- _TASK ITEM 1_: Turn the paragraph in the passage on Venice's flood defenses that begins "At the end of 2001" into a short bulleted list that keeps its main facts.
- _TASK ITEM 2_:
Decide whether each statement below agrees with the passage on Venice's flood defenses. Answer yes or no, and quote the exact words of the passage that decide it.
(a) The plan proposed in 1970 called for mobile gates at the lagoon's three inlets.
(b) The MOSE project involves the construction of 58 steel gates.
(c) Venice relies on a sewer system to carry household waste away.

- _EXCERPT TO READ_:
++++

In November, 1966, a particularly bad storm caused a devastating flood that put much of the city under 2 meters (over 6 feet) of water. This caused extensive damage to both buildings and the valuable artwork they contained, and began to impress upon Venetians the need to take drastic action.

In 1970, a plan was proposed that involved the installation of large, mobile gates at the three inlets of the lagoon; these would be raised as needed to keep out high water. But for the next 30 years, a series of excruciating delays prevented any significant progress from being made. There were, of course, significant engineering problems to be solved, not to mention the problem of financing such an ambitious undertaking. But political reasons, more than anything else, held up development. Many Venetians did not want to believe their city was in imminent danger—and even to the extent that they did, there was tremendous disagreement about how best to address the problem. Some wanted to address the problem at the base—to basically “jack up” the city and install new and improved foundations. Others wanted to build a series of dikes and locks around the city—the so-called “Dutch solution”—or use a different mechanism to hold back high waters.

Holding Back the Sea

At the end of 2001, a plan was finally put in motion to keep back the high waters. A project called MOSE (an acronym for Experimental Electromechanical Module in Italian, but also an allusion to Moses) involves the construction of 78 steel gates, hinged at the bottom, installed along the sea floor at the three inlets to the lagoon. The gates, which are hollow and normally filled with water, measure 20 meters wide, 3.6 meters deep, and 20 to 30 meters high. When water levels appear to be rising dangerously high, compressed air will be pumped into the gates, causing the ends to float up to (and slightly above) the surface. In effect, they will form a dynamic dam that will appear only when needed. The gates will be tall enough to hold back water quite a bit deeper than the 1966 flood.

Although construction has been underway for quite a few years and significant progress has occurred, there are still numerous problems ahead, and the completion date has been delayed repeatedly. One issue is the 5.5 billion euro (and counting) cost, and more specifically the vast portion of that sum that has disappeared due to corruption. There are also significant environmental concerns; the project was vigorously opposed by numerous environmental groups. Among their concerns is that any interference with normal tides will increase the levels of toxic chemicals such as mercury in the waters of Venice, seriously threatening both marine life and the health of people who consume the local fish. There are also basic worries about health and sanitation. Venice has no sewer system; household waste flows into the canals and is washed out into the ocean twice a day with the tides. No one is certain quite what effect the gates will have on the city’s natural waste treatment system.

++++

- _DATA PROVIDED_:
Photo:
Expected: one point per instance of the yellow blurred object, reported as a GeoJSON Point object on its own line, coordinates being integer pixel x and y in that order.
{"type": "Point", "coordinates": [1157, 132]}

++++

- _RESPONSE BOX 1_:
- At the end of 2001, a plan to keep back high waters was put in motion.
- The project, MOSE, is named with an Italian acronym for Experimental Electromechanical Module and also alludes to Moses.
- It involves building 78 steel gates, hinged at the bottom, along the sea floor at the lagoon's three inlets.
- The gates are hollow and normally filled with water. Each measures 20 meters wide, 3.6 meters deep, and 20 to 30 meters high.
- When water levels rise dangerously, compressed air will be pumped into the gates. Their ends will then float up to and slightly above the surface, forming a dynamic dam that appears only when needed.
- The gates will be tall enough to hold back water considerably deeper than the 1966 flood.

- _RESPONSE BOX 2_:
(a) Yes: "a plan was proposed that involved the installation of large, mobile gates at the three inlets of the lagoon"
(b) No: "involves the construction of 78 steel gates"
(c) No: "Venice has no sewer system; household waste flows into the canals and is washed out into the ocean twice a day with the tides"